Excerpts from a detection dataset:

+-------+

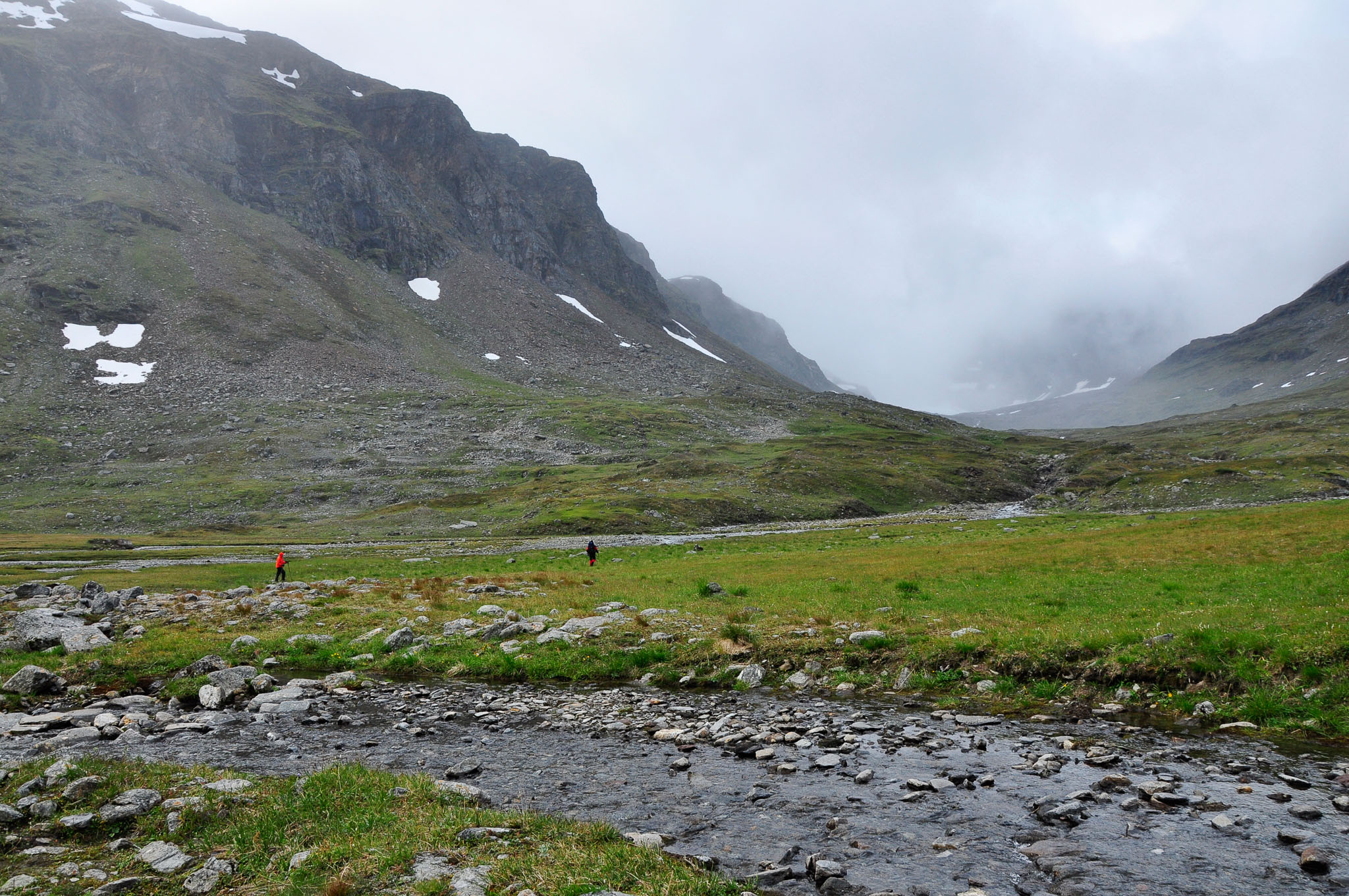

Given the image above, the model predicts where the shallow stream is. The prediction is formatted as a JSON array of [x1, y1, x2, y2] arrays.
[[0, 681, 1349, 896]]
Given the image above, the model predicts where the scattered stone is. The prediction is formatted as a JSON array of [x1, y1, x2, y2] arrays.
[[99, 788, 162, 822], [206, 777, 252, 793], [847, 629, 885, 644], [3, 666, 66, 694], [735, 663, 763, 687], [136, 839, 192, 874], [1298, 846, 1330, 874], [449, 865, 493, 896], [436, 781, 493, 806], [182, 857, 234, 896], [89, 877, 140, 896], [413, 851, 458, 884], [454, 828, 511, 843], [385, 628, 417, 651], [445, 758, 483, 781], [61, 625, 112, 654]]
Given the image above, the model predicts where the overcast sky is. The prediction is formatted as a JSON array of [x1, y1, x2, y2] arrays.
[[182, 0, 1349, 411]]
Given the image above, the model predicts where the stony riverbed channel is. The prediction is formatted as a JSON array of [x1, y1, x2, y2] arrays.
[[0, 576, 1349, 896]]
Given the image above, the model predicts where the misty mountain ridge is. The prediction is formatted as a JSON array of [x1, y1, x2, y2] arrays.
[[952, 258, 1349, 430], [0, 0, 1039, 538], [618, 230, 844, 392]]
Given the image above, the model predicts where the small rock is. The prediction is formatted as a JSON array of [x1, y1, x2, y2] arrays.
[[735, 663, 763, 687], [99, 788, 162, 822], [136, 839, 192, 874], [847, 629, 885, 644], [206, 777, 252, 793], [436, 781, 493, 806], [3, 666, 66, 694], [385, 628, 417, 651], [449, 865, 493, 896], [89, 877, 140, 896], [1298, 846, 1330, 874], [182, 858, 234, 896]]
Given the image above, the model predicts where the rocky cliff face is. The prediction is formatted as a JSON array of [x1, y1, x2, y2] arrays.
[[0, 0, 788, 391]]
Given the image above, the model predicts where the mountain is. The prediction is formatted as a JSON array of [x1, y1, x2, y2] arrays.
[[954, 258, 1349, 430], [618, 232, 843, 392], [0, 0, 1058, 539]]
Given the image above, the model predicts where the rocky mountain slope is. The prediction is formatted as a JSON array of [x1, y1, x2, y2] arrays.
[[955, 258, 1349, 430], [618, 232, 844, 392], [0, 0, 1062, 537]]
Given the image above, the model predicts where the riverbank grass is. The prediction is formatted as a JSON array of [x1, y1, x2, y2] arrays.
[[0, 501, 1349, 737], [0, 757, 742, 896]]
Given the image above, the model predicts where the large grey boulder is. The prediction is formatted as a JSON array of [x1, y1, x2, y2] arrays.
[[61, 625, 112, 654], [3, 666, 66, 694], [206, 666, 258, 700], [13, 606, 84, 651]]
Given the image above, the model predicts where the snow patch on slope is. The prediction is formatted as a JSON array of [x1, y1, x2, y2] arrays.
[[61, 323, 146, 352], [94, 358, 158, 385], [555, 292, 603, 323], [121, 9, 248, 43], [262, 68, 300, 90], [0, 0, 70, 28], [407, 278, 440, 302], [1058, 376, 1116, 399], [661, 327, 726, 364]]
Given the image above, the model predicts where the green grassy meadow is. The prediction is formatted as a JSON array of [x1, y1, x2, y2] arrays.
[[0, 757, 740, 896], [0, 501, 1349, 737]]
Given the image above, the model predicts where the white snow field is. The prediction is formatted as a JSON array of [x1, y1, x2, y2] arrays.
[[407, 278, 440, 302], [661, 321, 726, 364], [61, 323, 146, 352], [555, 292, 603, 323], [121, 0, 248, 43], [94, 358, 158, 385], [0, 0, 70, 28], [1059, 376, 1116, 399], [262, 68, 300, 90]]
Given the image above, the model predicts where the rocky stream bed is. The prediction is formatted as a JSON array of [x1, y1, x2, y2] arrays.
[[0, 667, 1349, 896]]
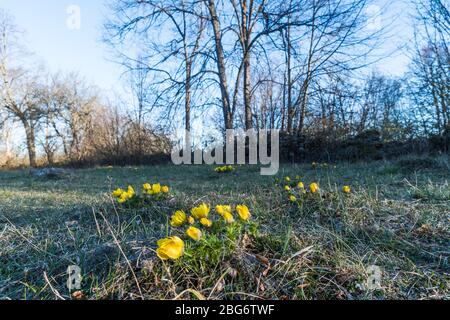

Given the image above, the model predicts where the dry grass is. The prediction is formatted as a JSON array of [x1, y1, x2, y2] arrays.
[[0, 158, 450, 299]]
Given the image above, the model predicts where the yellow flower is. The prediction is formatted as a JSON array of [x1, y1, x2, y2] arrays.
[[112, 189, 125, 198], [191, 203, 210, 220], [170, 210, 187, 228], [127, 186, 136, 198], [236, 205, 251, 221], [186, 227, 202, 241], [152, 183, 161, 194], [223, 211, 234, 224], [342, 186, 352, 193], [309, 183, 319, 193], [216, 205, 232, 216], [200, 218, 212, 228], [117, 192, 128, 203], [156, 237, 184, 260]]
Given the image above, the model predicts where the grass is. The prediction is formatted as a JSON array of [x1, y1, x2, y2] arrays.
[[0, 158, 450, 299]]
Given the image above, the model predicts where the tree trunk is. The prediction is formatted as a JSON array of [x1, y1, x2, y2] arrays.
[[22, 119, 37, 168], [208, 0, 233, 129], [241, 0, 253, 130], [184, 62, 192, 131]]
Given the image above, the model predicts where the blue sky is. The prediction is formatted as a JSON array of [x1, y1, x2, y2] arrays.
[[0, 0, 121, 93], [0, 0, 412, 96]]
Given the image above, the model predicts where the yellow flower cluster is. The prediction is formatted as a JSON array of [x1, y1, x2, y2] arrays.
[[156, 237, 184, 260], [112, 186, 136, 203], [284, 176, 352, 202], [156, 203, 251, 260], [112, 183, 170, 204], [143, 183, 170, 196], [214, 166, 234, 173]]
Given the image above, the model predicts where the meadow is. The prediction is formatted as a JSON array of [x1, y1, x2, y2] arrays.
[[0, 157, 450, 300]]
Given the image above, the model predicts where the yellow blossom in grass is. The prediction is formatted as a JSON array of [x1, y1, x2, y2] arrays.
[[117, 192, 128, 203], [223, 211, 234, 224], [127, 186, 136, 198], [236, 205, 251, 221], [170, 210, 187, 228], [200, 218, 212, 228], [156, 237, 184, 260], [186, 227, 202, 241], [112, 189, 125, 198], [152, 183, 161, 194], [309, 183, 319, 193], [191, 203, 210, 220], [216, 205, 232, 216]]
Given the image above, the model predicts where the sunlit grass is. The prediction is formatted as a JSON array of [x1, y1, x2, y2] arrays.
[[0, 158, 450, 299]]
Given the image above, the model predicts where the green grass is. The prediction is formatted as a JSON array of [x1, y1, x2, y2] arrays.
[[0, 158, 450, 299]]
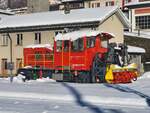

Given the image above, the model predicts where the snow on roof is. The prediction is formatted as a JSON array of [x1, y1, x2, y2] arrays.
[[24, 44, 53, 50], [115, 45, 145, 53], [0, 6, 129, 29], [0, 9, 14, 15], [128, 45, 146, 53], [55, 30, 115, 41], [125, 0, 150, 7], [124, 31, 150, 39]]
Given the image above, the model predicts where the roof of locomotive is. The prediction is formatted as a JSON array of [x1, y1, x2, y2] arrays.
[[55, 30, 115, 41], [24, 44, 53, 50]]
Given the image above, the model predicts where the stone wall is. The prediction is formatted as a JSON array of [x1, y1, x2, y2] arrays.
[[124, 36, 150, 62]]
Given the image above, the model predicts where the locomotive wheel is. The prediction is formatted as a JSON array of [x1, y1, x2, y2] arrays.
[[91, 53, 106, 83]]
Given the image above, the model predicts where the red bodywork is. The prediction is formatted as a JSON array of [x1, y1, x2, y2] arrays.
[[24, 33, 112, 71], [24, 47, 54, 69]]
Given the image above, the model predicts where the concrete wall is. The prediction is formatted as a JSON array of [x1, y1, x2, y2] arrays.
[[0, 14, 124, 74], [98, 14, 124, 43], [0, 31, 54, 76]]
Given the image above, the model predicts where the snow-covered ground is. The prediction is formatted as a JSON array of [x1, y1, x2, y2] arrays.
[[0, 72, 150, 113]]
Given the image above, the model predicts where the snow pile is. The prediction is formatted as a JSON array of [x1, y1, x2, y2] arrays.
[[139, 71, 150, 79]]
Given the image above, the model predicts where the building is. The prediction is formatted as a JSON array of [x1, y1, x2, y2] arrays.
[[27, 0, 49, 13], [125, 0, 150, 71], [0, 7, 129, 75], [0, 9, 14, 18]]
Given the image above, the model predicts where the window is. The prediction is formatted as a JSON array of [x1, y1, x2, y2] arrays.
[[92, 3, 94, 8], [106, 1, 114, 6], [71, 38, 84, 51], [1, 34, 8, 46], [45, 51, 53, 60], [17, 34, 23, 45], [35, 33, 41, 44], [86, 37, 96, 48], [124, 0, 131, 4], [135, 15, 150, 29]]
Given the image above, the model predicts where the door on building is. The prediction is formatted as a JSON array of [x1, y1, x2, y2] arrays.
[[1, 58, 8, 77], [16, 58, 23, 71]]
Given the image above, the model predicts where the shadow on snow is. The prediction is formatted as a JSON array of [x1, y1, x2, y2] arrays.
[[61, 83, 123, 113], [104, 84, 150, 107]]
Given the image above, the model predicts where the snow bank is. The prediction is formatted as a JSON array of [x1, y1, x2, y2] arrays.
[[0, 74, 56, 83], [139, 72, 150, 79]]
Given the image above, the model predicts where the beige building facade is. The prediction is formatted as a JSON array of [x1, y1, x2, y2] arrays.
[[0, 7, 128, 76]]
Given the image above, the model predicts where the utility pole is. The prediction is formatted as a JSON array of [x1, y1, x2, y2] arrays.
[[7, 33, 14, 82]]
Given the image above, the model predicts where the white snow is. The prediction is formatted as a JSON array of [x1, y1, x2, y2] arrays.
[[24, 44, 53, 50], [139, 72, 150, 79], [55, 30, 115, 41]]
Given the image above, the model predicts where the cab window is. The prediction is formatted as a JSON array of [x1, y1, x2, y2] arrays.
[[101, 37, 108, 48], [71, 38, 84, 51], [64, 40, 69, 52], [86, 37, 95, 48]]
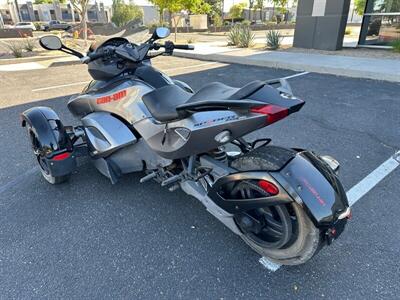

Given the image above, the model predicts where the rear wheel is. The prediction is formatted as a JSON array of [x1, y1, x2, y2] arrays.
[[231, 150, 321, 265]]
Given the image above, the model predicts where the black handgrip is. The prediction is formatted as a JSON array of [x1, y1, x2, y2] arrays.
[[174, 44, 194, 50], [87, 52, 104, 61]]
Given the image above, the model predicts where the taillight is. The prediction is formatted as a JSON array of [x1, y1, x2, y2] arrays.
[[250, 104, 288, 124], [258, 180, 279, 196], [52, 152, 71, 161]]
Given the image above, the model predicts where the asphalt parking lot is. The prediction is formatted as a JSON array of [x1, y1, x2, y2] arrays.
[[0, 58, 400, 299]]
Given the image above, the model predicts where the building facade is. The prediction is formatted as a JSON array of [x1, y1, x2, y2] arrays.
[[0, 0, 112, 25], [358, 0, 400, 47]]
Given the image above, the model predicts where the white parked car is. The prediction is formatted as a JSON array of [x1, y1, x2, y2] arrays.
[[14, 22, 36, 31]]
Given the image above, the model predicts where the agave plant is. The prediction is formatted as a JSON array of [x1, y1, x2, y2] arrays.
[[228, 24, 254, 48], [227, 24, 240, 46], [5, 41, 23, 58], [24, 37, 35, 52], [267, 30, 283, 50]]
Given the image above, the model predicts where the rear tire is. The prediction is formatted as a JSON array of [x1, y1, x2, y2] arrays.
[[231, 150, 322, 265]]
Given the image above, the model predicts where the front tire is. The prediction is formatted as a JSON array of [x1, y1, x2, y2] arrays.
[[231, 149, 322, 265]]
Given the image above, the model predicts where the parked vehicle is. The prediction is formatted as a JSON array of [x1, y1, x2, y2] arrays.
[[14, 22, 36, 31], [21, 28, 350, 265], [44, 20, 71, 31]]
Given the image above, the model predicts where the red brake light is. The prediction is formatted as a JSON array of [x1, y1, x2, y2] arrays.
[[250, 104, 289, 124], [258, 180, 279, 196], [52, 152, 71, 161]]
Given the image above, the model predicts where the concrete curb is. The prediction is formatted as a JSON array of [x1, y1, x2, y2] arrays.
[[174, 52, 400, 82], [49, 60, 82, 68], [0, 55, 67, 66]]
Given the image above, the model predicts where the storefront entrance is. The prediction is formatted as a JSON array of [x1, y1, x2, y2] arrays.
[[358, 0, 400, 48]]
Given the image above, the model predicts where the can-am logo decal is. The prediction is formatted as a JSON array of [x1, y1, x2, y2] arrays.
[[194, 115, 238, 127], [96, 90, 126, 104]]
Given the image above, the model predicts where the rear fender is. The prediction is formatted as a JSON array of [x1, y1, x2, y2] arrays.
[[271, 151, 349, 227], [209, 149, 349, 230]]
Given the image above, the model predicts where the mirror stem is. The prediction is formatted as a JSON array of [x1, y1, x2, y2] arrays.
[[60, 45, 84, 58]]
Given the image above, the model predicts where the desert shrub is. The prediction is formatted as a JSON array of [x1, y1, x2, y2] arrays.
[[390, 39, 400, 53], [267, 30, 283, 50], [213, 14, 224, 28], [227, 24, 254, 48], [147, 22, 169, 32], [24, 38, 35, 52], [227, 24, 241, 46], [7, 42, 23, 58]]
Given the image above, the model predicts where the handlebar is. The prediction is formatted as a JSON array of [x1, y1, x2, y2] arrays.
[[174, 44, 194, 50], [81, 42, 194, 64]]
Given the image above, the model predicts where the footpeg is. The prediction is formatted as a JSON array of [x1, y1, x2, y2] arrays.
[[140, 172, 157, 183], [168, 184, 179, 192], [161, 175, 181, 186]]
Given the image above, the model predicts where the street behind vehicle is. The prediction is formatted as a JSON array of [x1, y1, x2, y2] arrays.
[[14, 22, 36, 31], [44, 20, 72, 31], [21, 28, 351, 265]]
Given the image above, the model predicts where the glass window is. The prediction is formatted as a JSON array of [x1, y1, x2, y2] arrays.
[[365, 0, 400, 13], [361, 16, 400, 46]]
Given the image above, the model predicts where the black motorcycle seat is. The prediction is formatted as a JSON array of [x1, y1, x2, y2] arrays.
[[142, 80, 265, 122]]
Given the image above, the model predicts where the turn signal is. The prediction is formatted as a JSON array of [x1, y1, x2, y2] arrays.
[[250, 104, 289, 124], [258, 180, 279, 196], [52, 152, 71, 160]]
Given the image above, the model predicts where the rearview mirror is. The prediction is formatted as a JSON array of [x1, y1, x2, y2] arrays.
[[39, 35, 63, 50], [153, 27, 170, 39]]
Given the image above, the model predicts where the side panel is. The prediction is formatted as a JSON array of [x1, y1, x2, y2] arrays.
[[68, 79, 153, 124], [134, 110, 265, 159], [82, 112, 136, 156]]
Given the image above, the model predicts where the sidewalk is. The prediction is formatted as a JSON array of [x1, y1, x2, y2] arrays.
[[0, 55, 80, 72], [0, 42, 400, 82], [174, 44, 400, 82]]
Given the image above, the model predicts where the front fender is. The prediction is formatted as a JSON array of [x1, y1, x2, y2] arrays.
[[21, 107, 72, 155]]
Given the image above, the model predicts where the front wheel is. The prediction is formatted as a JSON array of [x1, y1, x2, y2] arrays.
[[28, 126, 71, 184], [231, 150, 322, 265]]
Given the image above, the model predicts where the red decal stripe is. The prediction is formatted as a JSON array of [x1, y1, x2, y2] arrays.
[[96, 90, 126, 104]]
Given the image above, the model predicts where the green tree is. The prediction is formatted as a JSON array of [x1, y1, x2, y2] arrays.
[[354, 0, 367, 16], [229, 2, 247, 22], [111, 0, 143, 27], [254, 0, 264, 21], [203, 0, 223, 18], [190, 1, 211, 15], [33, 0, 67, 4], [149, 0, 173, 25], [167, 0, 204, 42], [70, 0, 89, 43]]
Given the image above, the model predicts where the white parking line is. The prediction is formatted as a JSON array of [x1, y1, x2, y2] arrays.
[[283, 72, 310, 79], [347, 151, 400, 206], [259, 151, 400, 272]]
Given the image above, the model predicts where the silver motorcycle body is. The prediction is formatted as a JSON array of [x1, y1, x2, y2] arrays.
[[21, 31, 350, 264]]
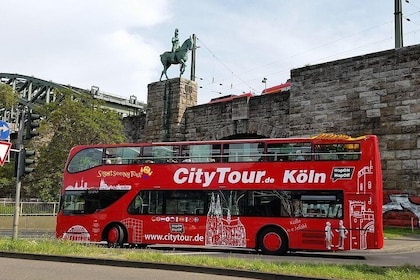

+-------+

_SHORT EXERCISE_
Print, unchanged, the stretch of the data from the line containing "white snow is." through the line containing "30, 115, 41]]".

_EXERCISE RESPONSE_
Given the image above, the model predicts where the white snow is. The prediction is formatted as a JSON array of [x1, y1, x2, y2] arrays.
[[24, 44, 53, 50], [139, 72, 150, 79], [55, 30, 115, 41]]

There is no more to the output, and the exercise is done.